Stored data
______________________________

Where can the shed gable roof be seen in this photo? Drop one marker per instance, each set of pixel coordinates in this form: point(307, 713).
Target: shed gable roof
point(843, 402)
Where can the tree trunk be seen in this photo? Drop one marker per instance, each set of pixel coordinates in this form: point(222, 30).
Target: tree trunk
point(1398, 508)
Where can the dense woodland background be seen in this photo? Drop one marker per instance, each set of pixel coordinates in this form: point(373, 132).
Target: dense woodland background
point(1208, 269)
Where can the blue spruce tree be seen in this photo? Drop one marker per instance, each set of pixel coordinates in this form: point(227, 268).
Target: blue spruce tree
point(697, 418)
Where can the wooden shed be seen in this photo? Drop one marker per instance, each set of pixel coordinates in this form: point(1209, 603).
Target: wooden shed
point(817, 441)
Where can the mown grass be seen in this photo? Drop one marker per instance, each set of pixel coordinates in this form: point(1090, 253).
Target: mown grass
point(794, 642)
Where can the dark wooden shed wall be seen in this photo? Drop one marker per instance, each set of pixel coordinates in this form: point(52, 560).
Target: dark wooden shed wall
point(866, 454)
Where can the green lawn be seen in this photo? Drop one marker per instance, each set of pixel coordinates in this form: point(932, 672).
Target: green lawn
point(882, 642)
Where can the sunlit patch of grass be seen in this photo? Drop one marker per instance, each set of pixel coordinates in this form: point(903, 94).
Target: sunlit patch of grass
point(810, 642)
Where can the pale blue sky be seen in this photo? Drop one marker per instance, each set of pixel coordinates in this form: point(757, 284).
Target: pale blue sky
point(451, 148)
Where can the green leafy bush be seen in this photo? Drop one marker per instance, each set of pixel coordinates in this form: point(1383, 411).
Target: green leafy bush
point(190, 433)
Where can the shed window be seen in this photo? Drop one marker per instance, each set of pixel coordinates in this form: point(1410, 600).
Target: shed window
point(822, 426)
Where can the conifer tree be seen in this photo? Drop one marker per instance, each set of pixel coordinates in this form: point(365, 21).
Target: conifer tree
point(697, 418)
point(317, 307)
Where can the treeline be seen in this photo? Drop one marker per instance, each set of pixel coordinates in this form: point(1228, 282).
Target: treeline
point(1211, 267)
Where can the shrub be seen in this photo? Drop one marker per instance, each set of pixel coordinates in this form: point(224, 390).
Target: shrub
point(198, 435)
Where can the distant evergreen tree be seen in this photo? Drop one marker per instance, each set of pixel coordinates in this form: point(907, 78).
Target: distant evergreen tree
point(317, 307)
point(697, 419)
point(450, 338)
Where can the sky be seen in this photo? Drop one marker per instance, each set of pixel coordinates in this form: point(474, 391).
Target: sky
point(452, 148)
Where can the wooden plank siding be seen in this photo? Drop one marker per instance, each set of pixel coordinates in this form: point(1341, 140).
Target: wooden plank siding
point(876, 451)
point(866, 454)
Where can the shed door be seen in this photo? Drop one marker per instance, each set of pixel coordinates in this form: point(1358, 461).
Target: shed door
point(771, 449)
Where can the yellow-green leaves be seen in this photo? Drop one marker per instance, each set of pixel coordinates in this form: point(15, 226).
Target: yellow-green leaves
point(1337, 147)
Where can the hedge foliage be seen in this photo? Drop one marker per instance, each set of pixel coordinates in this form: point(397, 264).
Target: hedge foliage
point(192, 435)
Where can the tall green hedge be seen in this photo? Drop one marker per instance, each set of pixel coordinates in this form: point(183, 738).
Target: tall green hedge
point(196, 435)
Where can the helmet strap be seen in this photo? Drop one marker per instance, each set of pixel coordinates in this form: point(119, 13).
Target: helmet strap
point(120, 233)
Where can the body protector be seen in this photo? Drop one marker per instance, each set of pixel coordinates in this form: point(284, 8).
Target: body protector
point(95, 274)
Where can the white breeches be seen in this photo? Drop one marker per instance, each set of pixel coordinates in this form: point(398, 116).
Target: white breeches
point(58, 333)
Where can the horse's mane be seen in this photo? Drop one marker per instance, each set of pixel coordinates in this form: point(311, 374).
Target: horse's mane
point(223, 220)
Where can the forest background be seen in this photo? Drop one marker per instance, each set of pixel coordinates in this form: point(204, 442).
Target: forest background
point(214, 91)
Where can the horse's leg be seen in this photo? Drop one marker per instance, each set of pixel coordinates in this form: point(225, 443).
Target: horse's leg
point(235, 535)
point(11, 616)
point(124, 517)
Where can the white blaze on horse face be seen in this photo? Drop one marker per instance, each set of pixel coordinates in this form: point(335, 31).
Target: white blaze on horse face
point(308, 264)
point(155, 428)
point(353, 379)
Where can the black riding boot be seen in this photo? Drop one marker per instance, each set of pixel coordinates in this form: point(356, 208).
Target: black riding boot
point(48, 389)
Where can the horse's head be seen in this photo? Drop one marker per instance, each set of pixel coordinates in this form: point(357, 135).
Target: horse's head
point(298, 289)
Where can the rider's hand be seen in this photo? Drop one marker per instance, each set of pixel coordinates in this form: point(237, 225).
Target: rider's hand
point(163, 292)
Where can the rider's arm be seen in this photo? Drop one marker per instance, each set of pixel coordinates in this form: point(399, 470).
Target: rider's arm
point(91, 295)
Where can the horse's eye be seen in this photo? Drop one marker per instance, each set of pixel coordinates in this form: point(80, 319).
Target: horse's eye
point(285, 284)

______________________________

**Prompt:** Put the records above into a JSON list of strings, with each line as its own string and blank lines omitted.

**Solution to this problem:**
[
  "Where can the shed gable roof be seen in this photo? Drop one marker per instance, each set of pixel coordinates in this form: point(307, 713).",
  "Target: shed gable roof",
  "point(843, 402)",
  "Where can the tree trunk be seen in this photo? Drop one marker per instance, each set of pixel coordinates in this form: point(222, 30).",
  "Target: tree trunk",
  "point(1398, 508)",
  "Where can the dense woodland background be seen in this photo? Drop one marker per instance, each set of pixel coordinates in this form: point(373, 132).",
  "Target: dense woodland background",
  "point(1208, 269)",
  "Where can the blue spruce tree be seen in this photo? Drop one marker per instance, each set of pixel coordinates in this form: point(227, 268).",
  "Target: blue spruce tree",
  "point(697, 418)",
  "Where can the wooden shed be seen in this photo? Drop one marker per instance, each set of pixel coordinates in this form: point(1209, 603).",
  "Target: wooden shed",
  "point(817, 441)",
  "Where can the mown grass be seen in this photo? Drop one marker per instance, each set of pixel coordinates in this form: point(1090, 253).",
  "Target: mown grass",
  "point(794, 642)",
  "Where can the dark wooden shed wall be seen in this photo? Drop one marker per instance, each set of pixel coordinates in this form: point(52, 560).",
  "Target: dark wooden shed wall",
  "point(866, 454)",
  "Where can the green lawn be seen in this photo? Drop one marker per instance, each set of pixel coordinates in this form: point(932, 672).",
  "Target: green lawn",
  "point(882, 642)",
  "Where can the sunlit patch of grass be seen in this photo? Drop one marker per instance, each set of pixel coordinates in this form: point(903, 94).",
  "Target: sunlit patch of grass",
  "point(810, 642)",
  "Where can the pale blue sky be seen in this photo? Drop one marker per instance, each set of pixel coordinates in this form: point(757, 284).",
  "Target: pale blue sky",
  "point(451, 148)",
  "Where can the green leafy bush be seen in this photo? Drop one marker per instance, each set of pixel coordinates in this form: point(1383, 411).",
  "Target: green leafy bush",
  "point(190, 433)",
  "Where can the shed window be seen in this photo? Drop one marker per instance, each set of pixel coordinates in this form: point(1410, 600).",
  "Target: shed window",
  "point(822, 426)",
  "Where can the conifer tree be seen in this photo? Drop one marker per instance, each set of pixel coordinates in this form: point(365, 21).",
  "Target: conifer tree",
  "point(697, 418)",
  "point(317, 307)",
  "Where can the treeline be seen in this photo? Drop one marker per instance, each set of pixel coordinates in this form: point(1228, 282).",
  "Target: treeline",
  "point(1211, 267)",
  "Where can the shrub be seen in this photo? Drop one marker per instance, each set of pixel coordinates in this form: point(224, 390).",
  "Target: shrub",
  "point(198, 435)",
  "Where can the distant evergreen tree be seen in this photo? Drop one marker per instance, each set of pixel coordinates in this form: point(907, 78).",
  "Target: distant evergreen tree",
  "point(317, 307)",
  "point(697, 419)",
  "point(450, 338)",
  "Where can the sky be seen in this photo? Drop one marker per instance, each set of pixel coordinates in this form: point(474, 391).",
  "Target: sky",
  "point(452, 148)",
  "Where can the wooden plank siding be seen in this photo? Drop one marker per instance, each set of pixel coordinates in this form: point(1341, 140).",
  "Target: wooden plank siding",
  "point(876, 451)",
  "point(866, 454)",
  "Where can the shed door be seen in this photo? Drop one marker per instance, each set of pixel coordinates in this form: point(1358, 461).",
  "Target: shed door",
  "point(771, 449)",
  "Where can the yellow-green leaves be seen in this photo? Drop one marker per instance, each set of pixel coordinates in this form: point(15, 226).",
  "Target: yellow-green leaves",
  "point(1337, 147)",
  "Where can the hedge foliage be seen in this photo? Drop one marker per instance, each set of pixel coordinates in this form: point(397, 264).",
  "Target: hedge foliage",
  "point(192, 435)",
  "Where can the tall green hedge be seen in this photo? Drop one marker per instance, each set of pixel coordinates in this form: point(183, 738).",
  "Target: tall green hedge",
  "point(196, 435)",
  "Where can the helmet strap be seen in this photo? Drop one marker per instance, each set of pixel coordinates in this form: point(119, 13).",
  "Target: helmet strap",
  "point(120, 233)",
  "Where can the body protector be seen in this photo? Drop one marker per instance, each set of pixel coordinates in this form: point(284, 8).",
  "Target: body protector",
  "point(95, 274)",
  "Where can the white breeches be seen in this photo? Drop one marker per instance, each set of pixel coordinates in this form: point(398, 116).",
  "Target: white breeches",
  "point(58, 333)",
  "Where can the horse's mane be seen in this photo? Drop one marker per instance, each set of pixel coordinates in this form: point(311, 374).",
  "Target: horse's mane",
  "point(223, 220)",
  "Where can the forest background be seen in this photo? Drop one marker per instance, each set of pixel coordinates in this form: point(204, 442).",
  "Target: forest background",
  "point(214, 91)",
  "Where can the horse's leg be seen in this photo? Drop one marker per instance, each set of pixel coordinates in this form: point(225, 443).",
  "Target: horse's leg",
  "point(235, 535)",
  "point(11, 616)",
  "point(124, 517)",
  "Where can the white blaze on horse face be seen in this photo? Drop one marker per instance, each set of pixel coordinates in this form: point(335, 31).",
  "Target: white blaze on horse face",
  "point(308, 264)",
  "point(155, 428)",
  "point(353, 379)",
  "Where can the black riding boot be seen in this photo? Drop one marker per instance, each set of pixel coordinates in this form: point(356, 208).",
  "Target: black riding boot",
  "point(48, 389)",
  "Where can the horse's head be seen in this photo? Drop one marker per instance, each set of pixel coordinates in this form: point(357, 135).",
  "Target: horse's head",
  "point(298, 289)",
  "Where can the rider's hand be seen in this photo? Drop one marker per instance, each set of pixel coordinates in this form: point(237, 225).",
  "Target: rider's hand",
  "point(163, 292)",
  "Where can the rider's arm be seen in this photo? Drop one marker per instance, each set of pixel coordinates in this form: point(399, 470).",
  "Target: rider's arm",
  "point(91, 295)",
  "Where can the horse's eye be seen in this photo? Drop one marker per instance, each set of pixel coordinates in this form: point(80, 319).",
  "Target: horse's eye",
  "point(285, 284)"
]